→ Written request:
Locate each line in the records below that contains the string "steeple", treating uppercase and lowercase as distinct, and copy every such line.

[Record set start]

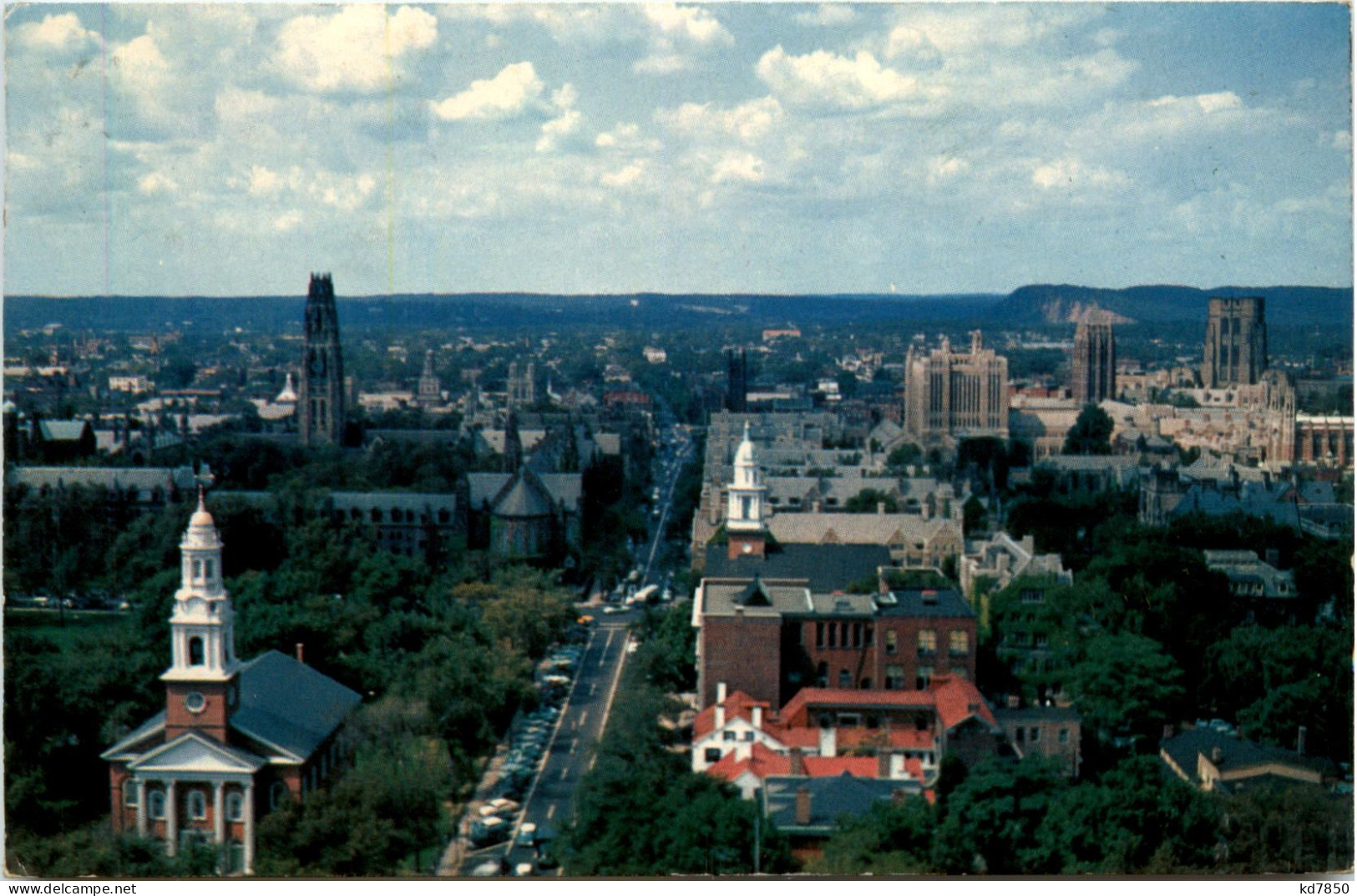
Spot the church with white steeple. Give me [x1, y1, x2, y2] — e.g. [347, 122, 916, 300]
[102, 492, 360, 874]
[726, 421, 768, 559]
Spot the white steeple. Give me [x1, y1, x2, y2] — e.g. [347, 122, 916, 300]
[726, 421, 768, 532]
[160, 488, 241, 681]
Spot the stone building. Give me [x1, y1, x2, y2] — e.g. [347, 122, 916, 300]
[1201, 296, 1268, 388]
[299, 274, 346, 445]
[905, 330, 1008, 451]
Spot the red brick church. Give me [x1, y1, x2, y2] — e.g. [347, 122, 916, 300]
[102, 494, 360, 874]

[Record set end]

→ Worked answer:
Spot the church with white steeple. Give me [x1, y1, x2, y2] — e.g. [347, 122, 916, 300]
Spot the white steeple. Give me [x1, y1, x2, y2] — e.g. [347, 122, 916, 300]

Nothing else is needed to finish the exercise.